◆ Problem requirements: Output every line of the data exactly as it appears.

Stored data:
▶

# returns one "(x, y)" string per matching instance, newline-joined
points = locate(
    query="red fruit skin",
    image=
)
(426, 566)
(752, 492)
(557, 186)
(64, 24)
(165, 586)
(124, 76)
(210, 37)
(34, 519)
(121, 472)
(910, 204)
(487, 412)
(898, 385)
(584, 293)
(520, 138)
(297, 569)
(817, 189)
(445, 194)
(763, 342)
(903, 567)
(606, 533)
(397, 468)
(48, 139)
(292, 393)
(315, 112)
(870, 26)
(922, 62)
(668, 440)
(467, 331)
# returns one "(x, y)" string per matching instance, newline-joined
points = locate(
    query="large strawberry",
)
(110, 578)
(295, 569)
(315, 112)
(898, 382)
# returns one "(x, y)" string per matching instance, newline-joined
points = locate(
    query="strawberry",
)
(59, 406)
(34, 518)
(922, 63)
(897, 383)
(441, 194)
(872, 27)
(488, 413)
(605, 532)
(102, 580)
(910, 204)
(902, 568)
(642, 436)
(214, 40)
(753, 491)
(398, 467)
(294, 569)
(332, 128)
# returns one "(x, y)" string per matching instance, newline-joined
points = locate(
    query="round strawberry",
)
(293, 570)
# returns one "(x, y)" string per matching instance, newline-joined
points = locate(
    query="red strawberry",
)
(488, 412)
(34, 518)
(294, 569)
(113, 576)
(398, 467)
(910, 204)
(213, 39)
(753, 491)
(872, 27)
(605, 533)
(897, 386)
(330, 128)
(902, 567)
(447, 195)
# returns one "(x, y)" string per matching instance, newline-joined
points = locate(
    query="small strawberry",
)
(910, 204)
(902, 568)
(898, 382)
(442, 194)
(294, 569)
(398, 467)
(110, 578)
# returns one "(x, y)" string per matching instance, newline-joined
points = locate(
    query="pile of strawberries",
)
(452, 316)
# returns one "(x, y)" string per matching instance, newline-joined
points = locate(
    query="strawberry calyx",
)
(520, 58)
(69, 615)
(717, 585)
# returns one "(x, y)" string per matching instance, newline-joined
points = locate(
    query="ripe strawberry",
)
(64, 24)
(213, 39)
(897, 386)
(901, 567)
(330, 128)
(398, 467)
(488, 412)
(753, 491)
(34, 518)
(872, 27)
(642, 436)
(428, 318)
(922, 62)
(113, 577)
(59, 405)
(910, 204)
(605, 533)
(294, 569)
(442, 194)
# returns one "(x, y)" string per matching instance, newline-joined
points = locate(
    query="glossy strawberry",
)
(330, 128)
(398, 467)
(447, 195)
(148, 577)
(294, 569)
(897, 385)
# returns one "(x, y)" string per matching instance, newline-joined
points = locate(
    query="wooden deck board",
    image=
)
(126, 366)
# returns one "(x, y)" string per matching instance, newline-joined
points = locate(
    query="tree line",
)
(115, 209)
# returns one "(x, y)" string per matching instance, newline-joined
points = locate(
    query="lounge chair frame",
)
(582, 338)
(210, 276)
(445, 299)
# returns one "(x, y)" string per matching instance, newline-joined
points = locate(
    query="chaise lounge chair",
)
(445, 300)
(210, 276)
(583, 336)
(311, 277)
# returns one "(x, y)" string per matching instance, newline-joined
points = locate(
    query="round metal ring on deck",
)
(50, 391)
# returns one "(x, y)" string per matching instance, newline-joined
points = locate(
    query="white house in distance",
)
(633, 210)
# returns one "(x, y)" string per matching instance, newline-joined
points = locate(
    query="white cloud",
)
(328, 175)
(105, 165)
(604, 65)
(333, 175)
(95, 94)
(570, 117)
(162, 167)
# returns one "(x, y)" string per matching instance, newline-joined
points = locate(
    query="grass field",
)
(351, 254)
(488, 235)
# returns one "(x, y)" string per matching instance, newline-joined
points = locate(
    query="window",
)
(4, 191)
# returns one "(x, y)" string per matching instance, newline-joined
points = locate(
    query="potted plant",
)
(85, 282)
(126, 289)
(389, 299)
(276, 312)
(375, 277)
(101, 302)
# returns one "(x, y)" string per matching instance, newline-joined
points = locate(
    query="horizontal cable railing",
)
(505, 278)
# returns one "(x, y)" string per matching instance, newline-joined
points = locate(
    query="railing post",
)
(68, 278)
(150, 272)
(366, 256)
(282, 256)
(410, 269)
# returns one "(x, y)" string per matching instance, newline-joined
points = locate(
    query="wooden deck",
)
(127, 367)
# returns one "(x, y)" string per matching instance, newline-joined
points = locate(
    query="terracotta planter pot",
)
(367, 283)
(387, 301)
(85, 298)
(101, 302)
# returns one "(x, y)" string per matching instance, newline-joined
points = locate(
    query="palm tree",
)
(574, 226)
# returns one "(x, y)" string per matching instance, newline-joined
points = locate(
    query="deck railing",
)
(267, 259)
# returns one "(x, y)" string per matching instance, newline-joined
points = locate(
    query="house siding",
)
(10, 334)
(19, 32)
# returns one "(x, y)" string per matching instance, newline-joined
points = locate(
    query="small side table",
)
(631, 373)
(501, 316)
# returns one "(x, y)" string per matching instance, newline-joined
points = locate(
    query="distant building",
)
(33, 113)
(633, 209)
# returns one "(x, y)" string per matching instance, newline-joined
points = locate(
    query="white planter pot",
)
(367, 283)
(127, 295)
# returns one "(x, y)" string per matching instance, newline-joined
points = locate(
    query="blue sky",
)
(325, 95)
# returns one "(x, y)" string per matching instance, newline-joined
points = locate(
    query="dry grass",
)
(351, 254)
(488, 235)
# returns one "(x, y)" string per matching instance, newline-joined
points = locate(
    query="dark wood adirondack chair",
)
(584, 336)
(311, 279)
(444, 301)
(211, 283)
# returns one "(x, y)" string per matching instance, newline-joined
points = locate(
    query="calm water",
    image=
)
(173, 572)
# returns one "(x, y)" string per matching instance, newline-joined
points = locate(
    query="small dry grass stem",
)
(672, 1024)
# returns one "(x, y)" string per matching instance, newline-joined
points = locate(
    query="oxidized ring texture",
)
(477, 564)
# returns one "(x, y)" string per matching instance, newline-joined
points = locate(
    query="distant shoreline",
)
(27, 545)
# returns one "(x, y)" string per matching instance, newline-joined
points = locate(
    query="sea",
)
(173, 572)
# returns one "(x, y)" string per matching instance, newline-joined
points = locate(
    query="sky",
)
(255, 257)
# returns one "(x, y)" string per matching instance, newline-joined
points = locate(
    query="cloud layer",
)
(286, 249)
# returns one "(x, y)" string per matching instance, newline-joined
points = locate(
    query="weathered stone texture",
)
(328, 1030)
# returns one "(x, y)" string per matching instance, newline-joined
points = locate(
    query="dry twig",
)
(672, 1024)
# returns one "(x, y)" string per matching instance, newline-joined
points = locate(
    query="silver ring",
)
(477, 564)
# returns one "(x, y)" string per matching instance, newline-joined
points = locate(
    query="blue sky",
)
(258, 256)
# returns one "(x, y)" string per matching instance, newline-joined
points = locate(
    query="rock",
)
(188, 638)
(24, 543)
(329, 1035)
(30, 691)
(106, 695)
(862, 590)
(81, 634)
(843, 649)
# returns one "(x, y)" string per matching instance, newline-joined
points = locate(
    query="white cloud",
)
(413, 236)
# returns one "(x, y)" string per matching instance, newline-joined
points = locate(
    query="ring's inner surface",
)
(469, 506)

◀

◆ Result for this task:
# returns one "(x, y)" string per matching instance, newline-joined
points = locate(
    query="red fruit skin",
    image=
)
(426, 566)
(752, 492)
(557, 186)
(64, 24)
(165, 586)
(124, 76)
(210, 37)
(34, 519)
(121, 472)
(910, 204)
(487, 412)
(898, 385)
(584, 293)
(520, 138)
(297, 569)
(817, 189)
(445, 194)
(763, 342)
(903, 567)
(606, 533)
(397, 468)
(48, 139)
(292, 393)
(315, 112)
(870, 26)
(922, 62)
(668, 440)
(467, 331)
# returns one "(x, y)" string per matching instance, newline-joined
points = locate(
    query="large strawberry",
)
(110, 578)
(295, 569)
(315, 112)
(898, 382)
# returns one "(x, y)" string per matching instance, newline-joined
points = locate(
    query="strawberry",
)
(59, 406)
(34, 518)
(922, 63)
(897, 383)
(441, 194)
(872, 27)
(488, 413)
(605, 532)
(102, 580)
(910, 204)
(902, 568)
(642, 436)
(214, 40)
(753, 491)
(398, 467)
(294, 569)
(332, 128)
# returns one "(x, y)" string per matching instance, newline-joined
points = locate(
    query="round strawberry",
)
(293, 570)
# returns one "(x, y)" string per matching instance, newline-joined
points = locate(
    query="red strawberry",
)
(488, 412)
(34, 518)
(294, 569)
(113, 576)
(398, 467)
(910, 204)
(213, 39)
(753, 491)
(872, 27)
(605, 533)
(897, 386)
(330, 128)
(902, 567)
(447, 195)
# returns one "(x, y)" string per matching instance, newline-joined
points = locate(
    query="small strawberry",
)
(910, 204)
(902, 568)
(898, 382)
(442, 194)
(294, 569)
(398, 467)
(110, 578)
# returns one "(x, y)" string per matching instance, newline-joined
points = locate(
    query="pile of strawberries",
)
(452, 316)
# returns one "(x, y)" string per matching instance, newline-joined
points = locate(
    query="strawberry calyx",
)
(520, 58)
(69, 615)
(717, 585)
# returns one "(x, y)" string per matching instance, newline-joined
points = locate(
    query="ripe strawberry",
)
(64, 24)
(213, 39)
(897, 386)
(901, 567)
(330, 128)
(398, 467)
(488, 412)
(753, 491)
(34, 518)
(872, 27)
(642, 436)
(428, 318)
(922, 62)
(113, 577)
(59, 405)
(910, 204)
(605, 533)
(294, 569)
(442, 194)
# returns one "(x, y)" string per matching instance, newline-joined
points = locate(
    query="glossy strawberry",
)
(330, 128)
(398, 467)
(447, 195)
(148, 577)
(294, 569)
(897, 385)
# returns one "(x, y)" string per matching instance, newline-joined
points = locate(
    query="wooden deck board",
    image=
)
(126, 366)
# returns one "(x, y)" string per matching instance, newline-joined
points = locate(
    query="tree line",
)
(115, 209)
# returns one "(x, y)" string per matching instance, newline-joined
points = locate(
    query="lounge chair frame",
)
(582, 338)
(210, 276)
(445, 299)
# returns one "(x, y)" string per matching instance, newline-joined
points = locate(
    query="chaise lounge chair",
)
(445, 300)
(210, 276)
(583, 336)
(311, 277)
# returns one "(x, y)" string per matching instance, newline-joined
points = locate(
    query="round metal ring on deck",
)
(50, 391)
# returns one "(x, y)" string per matching instance, newline-joined
points = locate(
    query="white house in distance",
)
(633, 210)
# returns one "(x, y)" string per matching instance, newline-joined
points = locate(
    query="white cloud",
)
(328, 175)
(105, 165)
(604, 65)
(333, 175)
(95, 94)
(570, 117)
(162, 167)
# returns one "(x, y)" string per matching instance, newline-joined
points = locate(
    query="grass field",
)
(351, 254)
(488, 235)
# returns one "(x, y)" string per matching instance, newline-joined
points = locate(
    query="window",
)
(4, 191)
# returns one "(x, y)" string per matching instance, newline-joined
points = locate(
    query="potted plant",
)
(85, 282)
(126, 289)
(389, 299)
(276, 312)
(375, 277)
(101, 302)
# returns one "(x, y)" string per matching instance, newline-joined
points = locate(
    query="horizontal cable railing",
)
(505, 278)
# returns one "(x, y)" string per matching instance, newline-joined
points = locate(
    query="railing post",
)
(68, 278)
(150, 272)
(366, 256)
(282, 256)
(410, 269)
# returns one "(x, y)" string per matching instance, newline-joined
points = locate(
    query="wooden deck",
)
(127, 367)
# returns one "(x, y)" string per matching instance, newline-joined
points = locate(
    query="terracotta planter pot",
)
(367, 283)
(387, 301)
(85, 298)
(101, 302)
# returns one "(x, y)" string per matching instance, newline-joined
points = locate(
    query="palm tree",
)
(574, 226)
# returns one "(x, y)" string per matching instance, newline-joined
points = locate(
    query="deck railing",
)
(267, 259)
# returns one "(x, y)" string per matching instance, newline-joined
points = locate(
    query="house siding",
)
(10, 334)
(19, 32)
# returns one "(x, y)" string per matching instance, newline-joined
points = locate(
    query="small side table",
)
(631, 373)
(501, 316)
# returns one "(x, y)" string per matching instance, newline-joined
points = locate(
    query="distant building",
)
(33, 113)
(633, 209)
# returns one "(x, y)" string per matching instance, newline-joined
points = locate(
    query="white planter pot",
)
(367, 283)
(127, 295)
# returns one "(x, y)" string per matching instance, newline-joined
points = locate(
    query="blue sky",
)
(325, 95)
# returns one "(x, y)" string per matching instance, newline-joined
points = locate(
    query="dry grass",
)
(351, 254)
(488, 235)
# returns one "(x, y)" string per matching instance, newline-joined
points = locate(
    query="dark wood adirondack chair",
)
(584, 336)
(311, 279)
(444, 301)
(211, 283)
# returns one "(x, y)" string per matching instance, newline-joined
points = locate(
    query="calm water",
    image=
)
(173, 572)
# returns one "(x, y)" string per matching instance, newline-joined
points = locate(
    query="small dry grass stem",
)
(672, 1024)
# returns one "(x, y)" string per matching instance, newline-joined
points = locate(
    query="oxidized ring texture",
)
(477, 564)
# returns one "(x, y)" string per matching instance, newline-joined
points = locate(
    query="distant shoreline",
)
(27, 545)
# returns one "(x, y)" string per matching instance, newline-joined
points = locate(
    query="sea",
)
(173, 572)
# returns one "(x, y)" string per matching instance, newline-joined
points = locate(
    query="sky",
)
(255, 257)
# returns one "(x, y)" string per matching instance, newline-joined
points = locate(
    query="cloud layer",
)
(286, 249)
# returns one "(x, y)" string per matching instance, newline-joined
points = locate(
    query="weathered stone texture",
)
(328, 1030)
# returns one "(x, y)" string per matching instance, newline-joined
points = locate(
    query="dry twig",
)
(672, 1024)
# returns one "(x, y)" string per matching instance, newline-joined
points = locate(
    query="silver ring",
)
(477, 564)
# returns one "(x, y)" string per matching instance, newline-joined
points = locate(
    query="blue sky",
)
(258, 256)
# returns one "(x, y)" string per matching instance, newline-joined
points = locate(
    query="rock",
)
(188, 638)
(24, 543)
(329, 1035)
(30, 691)
(106, 695)
(862, 590)
(81, 634)
(843, 649)
# returns one "(x, y)" string per matching instance, newline-joined
points = locate(
    query="white cloud",
)
(413, 236)
# returns one "(x, y)" string per matching instance, newline-joined
points = locate(
    query="ring's inner surface",
)
(469, 506)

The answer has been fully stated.